The data:
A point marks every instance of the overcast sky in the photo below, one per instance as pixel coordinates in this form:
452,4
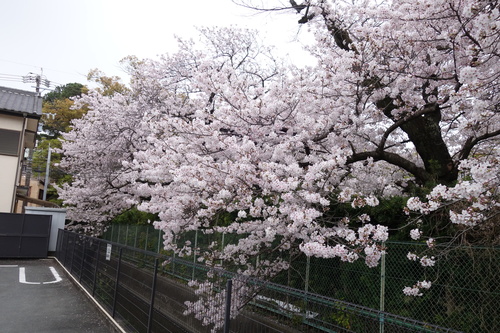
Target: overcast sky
67,38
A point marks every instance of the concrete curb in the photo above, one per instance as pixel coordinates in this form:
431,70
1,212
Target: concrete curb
114,325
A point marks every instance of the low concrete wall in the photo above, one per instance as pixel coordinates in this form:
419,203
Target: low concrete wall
58,221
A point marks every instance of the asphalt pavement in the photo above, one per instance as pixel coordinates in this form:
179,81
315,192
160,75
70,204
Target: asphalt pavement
37,296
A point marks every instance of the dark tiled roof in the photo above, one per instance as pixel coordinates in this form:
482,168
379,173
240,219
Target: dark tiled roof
20,101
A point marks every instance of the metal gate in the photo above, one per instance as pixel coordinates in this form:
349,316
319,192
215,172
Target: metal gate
24,235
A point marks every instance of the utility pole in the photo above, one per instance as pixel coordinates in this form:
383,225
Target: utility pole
38,79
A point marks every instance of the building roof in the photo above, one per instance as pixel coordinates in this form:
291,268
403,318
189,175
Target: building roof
17,101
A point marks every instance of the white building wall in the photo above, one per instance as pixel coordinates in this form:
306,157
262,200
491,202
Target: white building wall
9,166
8,170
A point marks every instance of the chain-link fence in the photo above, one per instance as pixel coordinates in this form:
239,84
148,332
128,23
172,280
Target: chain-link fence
465,293
147,292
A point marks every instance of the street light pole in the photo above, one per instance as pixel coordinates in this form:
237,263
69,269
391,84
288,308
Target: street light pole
47,171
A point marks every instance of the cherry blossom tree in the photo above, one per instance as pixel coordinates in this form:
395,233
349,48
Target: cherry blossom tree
404,96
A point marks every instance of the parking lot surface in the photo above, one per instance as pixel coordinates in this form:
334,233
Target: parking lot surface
37,296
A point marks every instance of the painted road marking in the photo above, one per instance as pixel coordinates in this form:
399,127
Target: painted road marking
22,276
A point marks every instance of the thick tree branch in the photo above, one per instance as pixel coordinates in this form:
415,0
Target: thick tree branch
471,142
420,174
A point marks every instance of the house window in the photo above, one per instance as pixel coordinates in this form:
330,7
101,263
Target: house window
9,142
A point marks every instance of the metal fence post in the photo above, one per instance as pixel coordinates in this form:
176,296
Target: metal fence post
83,259
116,281
194,251
308,266
135,237
382,290
72,254
227,317
66,238
151,303
159,241
126,236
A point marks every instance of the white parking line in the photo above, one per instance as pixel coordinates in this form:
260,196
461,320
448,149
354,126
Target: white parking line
22,276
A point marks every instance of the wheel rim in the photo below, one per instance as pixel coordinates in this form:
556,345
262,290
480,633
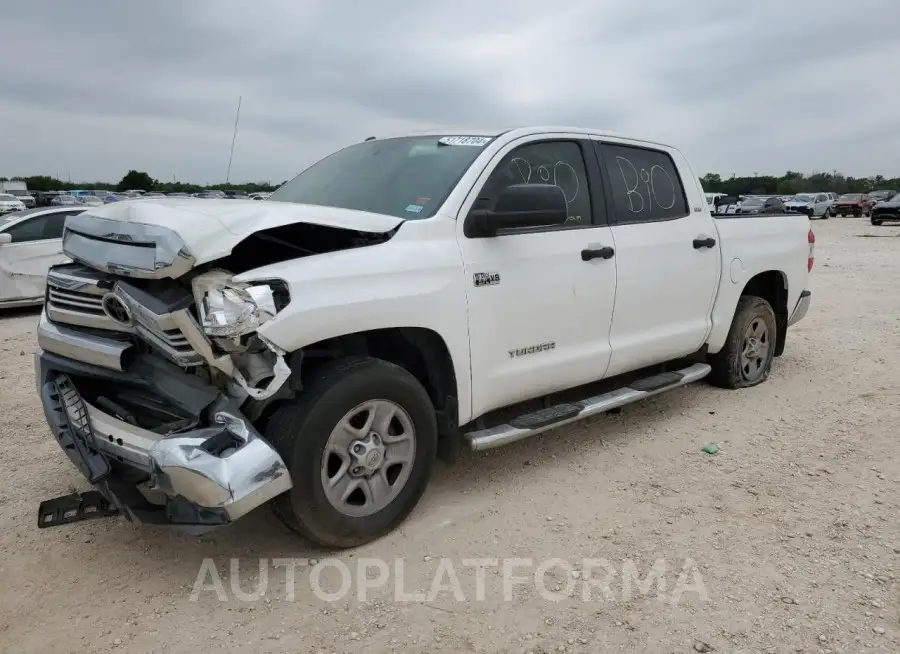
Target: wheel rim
755,350
368,458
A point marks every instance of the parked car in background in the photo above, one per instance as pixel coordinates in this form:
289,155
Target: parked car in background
882,195
811,204
10,203
24,197
761,204
854,204
31,242
887,211
64,200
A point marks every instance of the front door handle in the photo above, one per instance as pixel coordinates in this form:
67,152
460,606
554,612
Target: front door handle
597,253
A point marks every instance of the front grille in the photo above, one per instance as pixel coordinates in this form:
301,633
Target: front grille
75,298
77,301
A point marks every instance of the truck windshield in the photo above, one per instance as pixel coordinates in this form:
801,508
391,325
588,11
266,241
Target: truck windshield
407,177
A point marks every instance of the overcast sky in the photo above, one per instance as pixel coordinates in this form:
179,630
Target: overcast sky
89,89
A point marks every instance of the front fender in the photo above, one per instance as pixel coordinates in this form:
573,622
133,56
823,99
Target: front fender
413,280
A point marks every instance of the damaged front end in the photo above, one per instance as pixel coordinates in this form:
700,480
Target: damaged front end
152,375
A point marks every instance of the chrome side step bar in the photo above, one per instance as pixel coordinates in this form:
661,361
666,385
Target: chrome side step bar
552,417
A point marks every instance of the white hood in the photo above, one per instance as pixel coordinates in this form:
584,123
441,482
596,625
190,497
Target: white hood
211,228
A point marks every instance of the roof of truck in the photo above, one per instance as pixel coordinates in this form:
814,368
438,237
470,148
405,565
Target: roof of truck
519,131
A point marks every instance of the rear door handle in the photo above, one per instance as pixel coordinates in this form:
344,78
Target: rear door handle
597,253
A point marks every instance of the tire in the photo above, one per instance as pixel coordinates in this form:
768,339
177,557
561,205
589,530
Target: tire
301,430
728,365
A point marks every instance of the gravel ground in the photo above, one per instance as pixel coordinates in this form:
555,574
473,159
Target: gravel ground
791,527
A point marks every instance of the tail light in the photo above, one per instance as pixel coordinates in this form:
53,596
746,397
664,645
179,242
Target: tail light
811,239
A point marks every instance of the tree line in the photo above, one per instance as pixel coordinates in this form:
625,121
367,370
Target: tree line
138,180
792,183
788,184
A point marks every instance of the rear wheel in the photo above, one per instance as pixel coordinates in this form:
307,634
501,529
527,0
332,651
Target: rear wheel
746,359
359,442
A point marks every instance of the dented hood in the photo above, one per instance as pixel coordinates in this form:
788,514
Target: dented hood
186,232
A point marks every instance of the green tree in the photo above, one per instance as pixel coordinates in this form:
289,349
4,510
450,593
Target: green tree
136,180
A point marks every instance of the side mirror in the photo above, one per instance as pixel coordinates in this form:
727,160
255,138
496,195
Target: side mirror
520,206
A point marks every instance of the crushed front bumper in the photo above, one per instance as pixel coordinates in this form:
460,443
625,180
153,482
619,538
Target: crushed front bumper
200,477
801,309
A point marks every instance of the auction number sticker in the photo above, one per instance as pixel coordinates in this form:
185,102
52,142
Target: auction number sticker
476,141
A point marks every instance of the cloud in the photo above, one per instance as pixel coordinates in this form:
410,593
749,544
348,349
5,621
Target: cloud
96,87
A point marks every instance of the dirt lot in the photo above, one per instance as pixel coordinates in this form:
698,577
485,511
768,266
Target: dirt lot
793,524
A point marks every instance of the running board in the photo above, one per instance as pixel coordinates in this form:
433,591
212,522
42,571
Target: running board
537,422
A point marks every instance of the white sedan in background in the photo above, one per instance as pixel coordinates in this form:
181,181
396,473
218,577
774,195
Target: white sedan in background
30,242
10,203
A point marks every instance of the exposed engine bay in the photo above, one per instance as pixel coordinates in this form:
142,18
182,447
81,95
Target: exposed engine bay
205,322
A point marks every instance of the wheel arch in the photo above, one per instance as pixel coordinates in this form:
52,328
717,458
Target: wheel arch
772,286
421,351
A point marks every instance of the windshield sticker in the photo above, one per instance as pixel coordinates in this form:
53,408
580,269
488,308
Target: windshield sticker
475,141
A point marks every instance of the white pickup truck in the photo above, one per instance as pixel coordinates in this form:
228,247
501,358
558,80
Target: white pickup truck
317,351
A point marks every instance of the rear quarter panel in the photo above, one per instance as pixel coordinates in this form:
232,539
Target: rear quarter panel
751,245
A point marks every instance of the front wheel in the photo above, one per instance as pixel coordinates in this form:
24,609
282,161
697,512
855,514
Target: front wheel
359,442
746,359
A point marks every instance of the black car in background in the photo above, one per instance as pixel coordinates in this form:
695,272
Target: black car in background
888,211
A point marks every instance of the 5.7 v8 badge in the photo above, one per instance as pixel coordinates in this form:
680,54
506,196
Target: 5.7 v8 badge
486,279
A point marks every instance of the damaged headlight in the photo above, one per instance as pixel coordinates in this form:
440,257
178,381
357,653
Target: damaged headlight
230,309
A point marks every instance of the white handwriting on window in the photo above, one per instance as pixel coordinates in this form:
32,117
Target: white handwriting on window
656,174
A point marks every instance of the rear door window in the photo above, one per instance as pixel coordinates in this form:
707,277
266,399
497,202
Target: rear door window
645,184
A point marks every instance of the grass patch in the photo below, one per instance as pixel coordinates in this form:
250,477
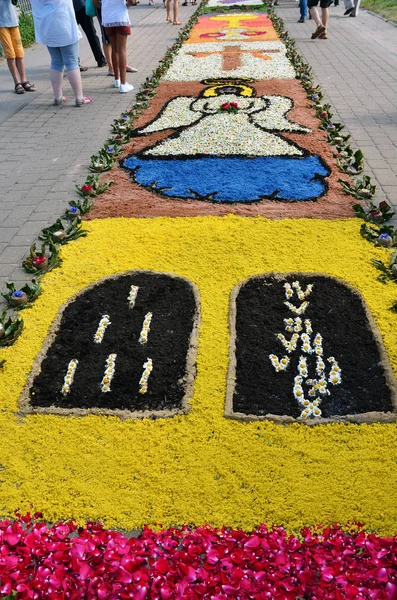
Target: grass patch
385,8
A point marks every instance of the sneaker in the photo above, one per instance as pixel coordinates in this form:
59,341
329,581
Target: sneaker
126,87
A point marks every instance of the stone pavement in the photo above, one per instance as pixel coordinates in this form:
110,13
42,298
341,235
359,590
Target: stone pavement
357,67
45,150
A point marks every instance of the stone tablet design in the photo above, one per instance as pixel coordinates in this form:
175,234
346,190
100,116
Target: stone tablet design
305,347
124,346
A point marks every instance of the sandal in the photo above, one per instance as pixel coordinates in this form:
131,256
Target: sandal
84,100
28,87
58,102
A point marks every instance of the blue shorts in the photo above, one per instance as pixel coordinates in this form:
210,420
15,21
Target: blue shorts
65,57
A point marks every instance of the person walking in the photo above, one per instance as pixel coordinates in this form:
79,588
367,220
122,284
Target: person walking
107,49
303,11
117,24
322,23
10,39
175,9
351,8
87,25
56,27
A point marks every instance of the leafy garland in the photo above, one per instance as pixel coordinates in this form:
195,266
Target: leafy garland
350,162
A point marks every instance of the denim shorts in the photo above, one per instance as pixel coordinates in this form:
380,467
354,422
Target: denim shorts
64,57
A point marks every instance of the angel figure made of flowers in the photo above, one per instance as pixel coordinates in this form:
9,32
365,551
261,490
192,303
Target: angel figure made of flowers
228,147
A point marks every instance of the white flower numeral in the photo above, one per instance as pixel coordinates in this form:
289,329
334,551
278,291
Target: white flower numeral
147,369
68,380
109,373
145,328
318,386
132,295
100,332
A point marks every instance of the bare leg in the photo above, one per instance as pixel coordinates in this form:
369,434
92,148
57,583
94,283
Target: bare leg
122,56
21,68
176,8
315,16
107,50
325,16
74,77
115,58
13,70
56,82
168,7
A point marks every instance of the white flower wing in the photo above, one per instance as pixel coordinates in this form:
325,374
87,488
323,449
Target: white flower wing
177,113
274,116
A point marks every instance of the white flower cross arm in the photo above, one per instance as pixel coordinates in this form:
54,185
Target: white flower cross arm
177,113
274,116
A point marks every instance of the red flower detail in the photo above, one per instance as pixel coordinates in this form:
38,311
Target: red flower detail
62,562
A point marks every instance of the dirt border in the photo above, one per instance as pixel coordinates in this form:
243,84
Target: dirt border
369,417
190,374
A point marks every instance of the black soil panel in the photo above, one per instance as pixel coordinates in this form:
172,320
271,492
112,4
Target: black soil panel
338,314
172,303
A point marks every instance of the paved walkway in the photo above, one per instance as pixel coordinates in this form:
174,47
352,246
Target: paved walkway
45,150
357,67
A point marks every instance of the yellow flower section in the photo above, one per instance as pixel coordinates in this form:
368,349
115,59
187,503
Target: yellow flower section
200,467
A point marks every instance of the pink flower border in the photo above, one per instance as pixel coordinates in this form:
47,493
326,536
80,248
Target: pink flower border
63,561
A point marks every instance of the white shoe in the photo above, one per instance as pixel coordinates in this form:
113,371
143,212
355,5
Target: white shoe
126,87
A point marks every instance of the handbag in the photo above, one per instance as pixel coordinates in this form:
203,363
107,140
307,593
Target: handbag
89,8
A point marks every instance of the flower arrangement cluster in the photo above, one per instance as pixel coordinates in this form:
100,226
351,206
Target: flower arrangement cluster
68,380
143,382
145,328
229,107
64,561
209,60
109,373
100,332
132,295
318,385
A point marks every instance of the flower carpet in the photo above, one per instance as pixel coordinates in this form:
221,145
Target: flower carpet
211,352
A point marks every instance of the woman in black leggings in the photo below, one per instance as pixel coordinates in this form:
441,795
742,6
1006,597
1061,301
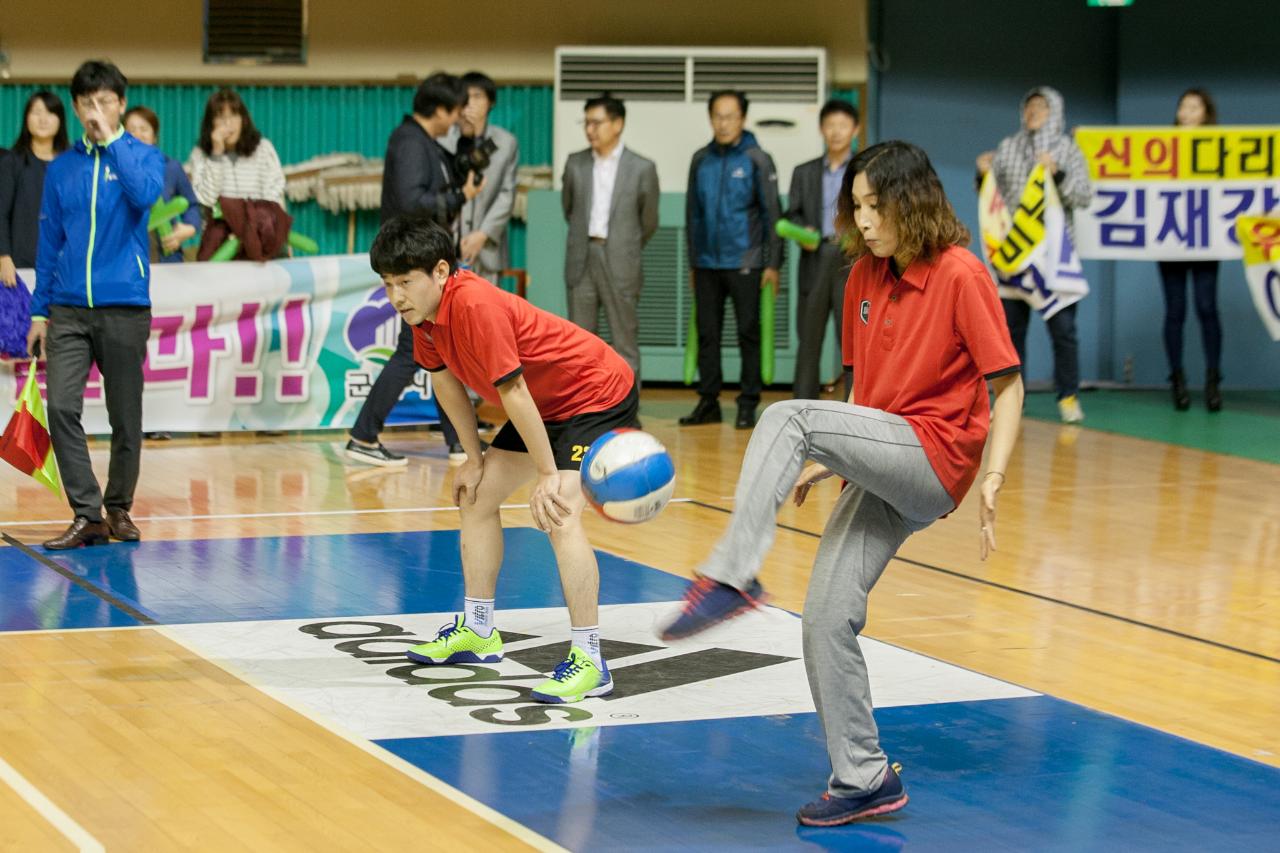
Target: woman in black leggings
1194,108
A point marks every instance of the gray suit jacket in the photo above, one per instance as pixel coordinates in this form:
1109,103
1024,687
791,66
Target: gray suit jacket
804,208
632,215
490,210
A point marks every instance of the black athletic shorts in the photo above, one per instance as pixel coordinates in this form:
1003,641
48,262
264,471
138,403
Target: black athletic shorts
572,438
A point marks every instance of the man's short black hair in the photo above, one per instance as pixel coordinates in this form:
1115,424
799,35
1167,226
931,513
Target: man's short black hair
438,91
481,81
728,92
613,106
837,105
95,76
408,242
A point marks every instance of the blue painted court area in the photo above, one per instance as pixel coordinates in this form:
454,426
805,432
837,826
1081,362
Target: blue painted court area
995,775
1032,774
213,580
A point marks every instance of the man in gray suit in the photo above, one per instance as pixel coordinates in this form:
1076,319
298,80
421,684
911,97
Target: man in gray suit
611,204
814,188
484,218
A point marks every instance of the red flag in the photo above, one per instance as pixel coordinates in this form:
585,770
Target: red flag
24,443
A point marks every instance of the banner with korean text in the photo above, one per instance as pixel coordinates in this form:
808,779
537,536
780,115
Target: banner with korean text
1261,241
284,345
1029,250
1174,194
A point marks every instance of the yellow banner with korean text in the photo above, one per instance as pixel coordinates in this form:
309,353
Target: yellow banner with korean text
1174,194
1210,153
1260,236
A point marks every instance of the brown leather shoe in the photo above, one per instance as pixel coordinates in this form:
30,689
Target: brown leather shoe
81,534
122,525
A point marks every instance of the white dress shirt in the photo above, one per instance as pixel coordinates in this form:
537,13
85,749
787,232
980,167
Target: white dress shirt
604,174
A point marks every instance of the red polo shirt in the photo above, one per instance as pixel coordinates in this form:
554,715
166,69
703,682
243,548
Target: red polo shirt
922,347
487,336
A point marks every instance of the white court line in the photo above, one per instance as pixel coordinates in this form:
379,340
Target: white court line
60,820
440,787
286,515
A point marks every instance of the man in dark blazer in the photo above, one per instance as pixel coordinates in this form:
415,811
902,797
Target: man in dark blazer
814,188
611,204
417,179
484,218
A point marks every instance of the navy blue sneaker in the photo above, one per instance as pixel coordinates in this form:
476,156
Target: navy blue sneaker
833,811
709,602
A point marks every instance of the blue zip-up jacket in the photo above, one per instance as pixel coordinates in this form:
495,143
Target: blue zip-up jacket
731,206
94,214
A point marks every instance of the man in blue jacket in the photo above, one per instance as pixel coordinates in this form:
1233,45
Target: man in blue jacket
92,301
730,210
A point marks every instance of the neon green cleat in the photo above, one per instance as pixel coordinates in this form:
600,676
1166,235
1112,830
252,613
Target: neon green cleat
574,680
457,643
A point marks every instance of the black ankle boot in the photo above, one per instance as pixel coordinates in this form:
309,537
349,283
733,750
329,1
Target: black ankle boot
1212,392
1182,397
707,411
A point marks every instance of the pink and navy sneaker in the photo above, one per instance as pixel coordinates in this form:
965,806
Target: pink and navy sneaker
835,811
709,602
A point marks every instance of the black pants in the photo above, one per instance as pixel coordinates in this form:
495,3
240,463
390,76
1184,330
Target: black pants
711,288
1061,332
1205,290
115,340
391,383
821,297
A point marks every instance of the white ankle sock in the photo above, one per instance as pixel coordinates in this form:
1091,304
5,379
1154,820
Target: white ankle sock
589,641
478,615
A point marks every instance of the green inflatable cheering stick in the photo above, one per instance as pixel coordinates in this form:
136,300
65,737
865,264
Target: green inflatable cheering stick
767,304
163,213
807,237
691,346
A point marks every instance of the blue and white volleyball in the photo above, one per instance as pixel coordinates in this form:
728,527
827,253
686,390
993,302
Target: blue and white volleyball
627,475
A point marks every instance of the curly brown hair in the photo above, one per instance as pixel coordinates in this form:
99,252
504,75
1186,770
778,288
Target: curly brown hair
909,195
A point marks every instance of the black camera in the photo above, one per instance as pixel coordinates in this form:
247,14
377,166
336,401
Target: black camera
475,156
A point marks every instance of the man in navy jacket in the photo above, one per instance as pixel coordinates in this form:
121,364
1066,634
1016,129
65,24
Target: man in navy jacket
730,210
417,179
92,300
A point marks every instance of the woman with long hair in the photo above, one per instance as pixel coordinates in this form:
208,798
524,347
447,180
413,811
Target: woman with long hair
145,126
926,338
233,158
22,181
1194,109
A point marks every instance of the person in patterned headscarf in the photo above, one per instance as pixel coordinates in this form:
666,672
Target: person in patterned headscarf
1043,138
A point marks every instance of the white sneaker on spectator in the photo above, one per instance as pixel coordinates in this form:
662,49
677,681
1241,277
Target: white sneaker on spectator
374,455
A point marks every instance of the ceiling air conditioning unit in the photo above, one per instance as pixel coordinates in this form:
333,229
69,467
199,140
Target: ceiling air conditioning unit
666,91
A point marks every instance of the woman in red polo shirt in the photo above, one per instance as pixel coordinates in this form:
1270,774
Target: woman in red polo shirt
924,336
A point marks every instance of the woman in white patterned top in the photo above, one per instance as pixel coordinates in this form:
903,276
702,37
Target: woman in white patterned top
233,158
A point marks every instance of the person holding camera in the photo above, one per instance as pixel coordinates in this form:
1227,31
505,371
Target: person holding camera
92,300
417,179
493,151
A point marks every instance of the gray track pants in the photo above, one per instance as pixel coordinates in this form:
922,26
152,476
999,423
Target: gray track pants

Aim: Starting from the line containing "A point marks every instance of the woman in white", repeat each line through the end of the entries, exactly.

Task result:
A point marks every instance of the woman in white patterned top in the photo above, one per instance as pixel coordinates in this form:
903,276
702,37
Target: woman in white patterned top
233,158
A point marks every instance of the person holding camera in the photo above, one per instance as pixel coordinates in this form:
1227,31
505,371
Target: person holding camera
92,300
417,179
493,151
A point marks every instance of the gray track pants in the photo above, one per instance as pixel coordinates in this form:
922,26
152,476
999,423
Target: gray track pants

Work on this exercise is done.